A Century of Change

Stretching uphill from the harbor to the dignified courthouse built in 1784, State Street has been the organizing spine of New London since the town’s founding in 1646.  Yet, most of the buildings standing on State Street today have been erected since 1850, when New Londoners began a wholesale reorganization of urban space that continued well into the 20th century.

Although the economic prosperity of the whaling industry and the arrival of the railroad in 1849 were important enabling conditions, this urban reorganization was not just a matter of New Londoners using new-found wealth and easy access to metropolitan centers to do more of what they had always done.  Instead, this remaking of State Street involved a more substantial rethinking of the character of urban space.

Set of tasks —
1. Retype the State Street passage between "Stretching uphill from" and "the 20th century.", inclusive.
2. According to the State Street passage, in what year did the railroad arrive?
The material is not needed here.

Provided material —
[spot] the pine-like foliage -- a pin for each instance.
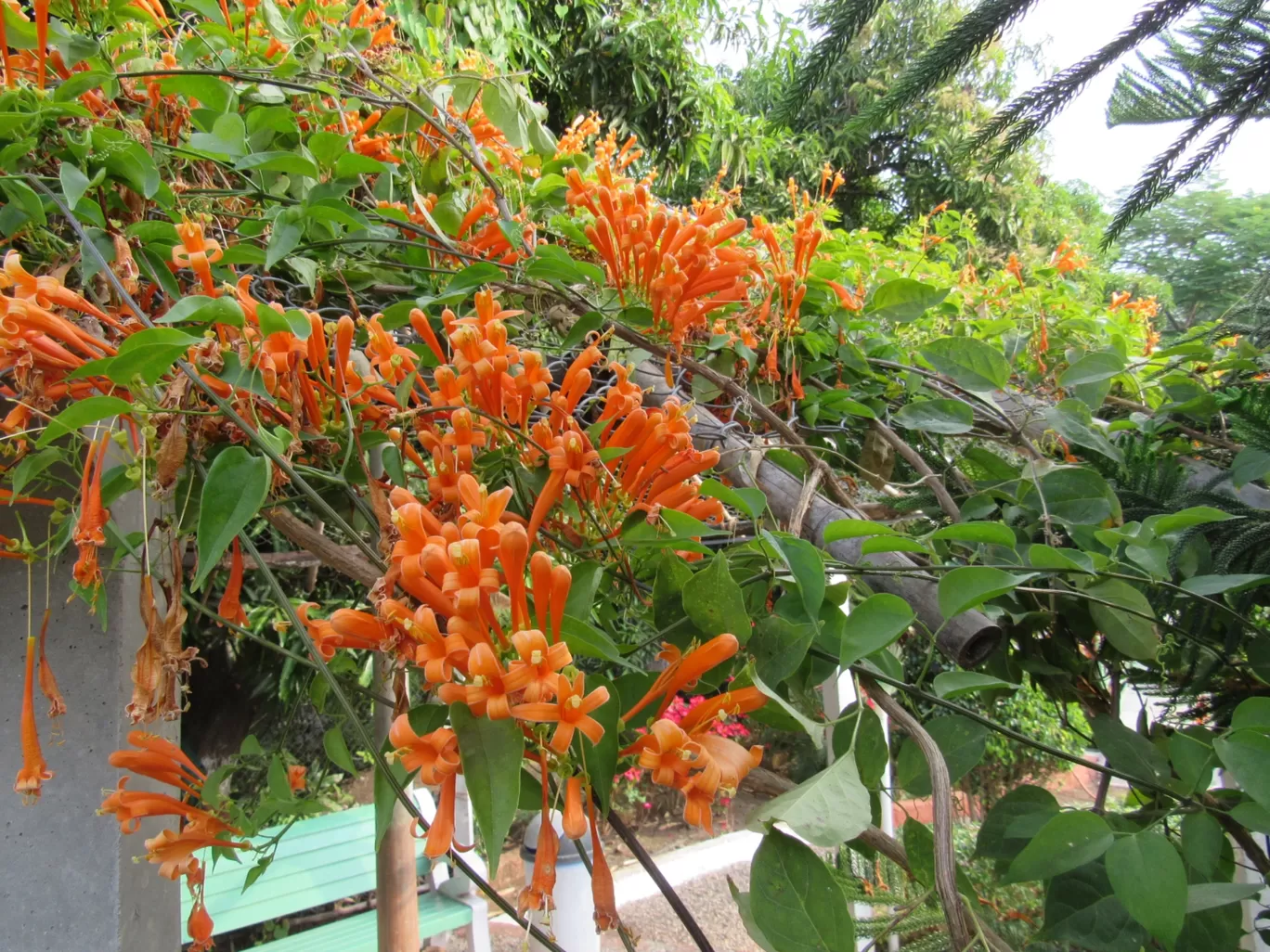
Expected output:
(841, 21)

Completed exercise —
1.
Stretching uphill from the harbor to the dignified courthouse built in 1784, State Street has been the organizing spine of New London since the town’s founding in 1646.  Yet, most of the buildings standing on State Street today have been erected since 1850, when New Londoners began a wholesale reorganization of urban space that continued well into the 20th century.

2. 1849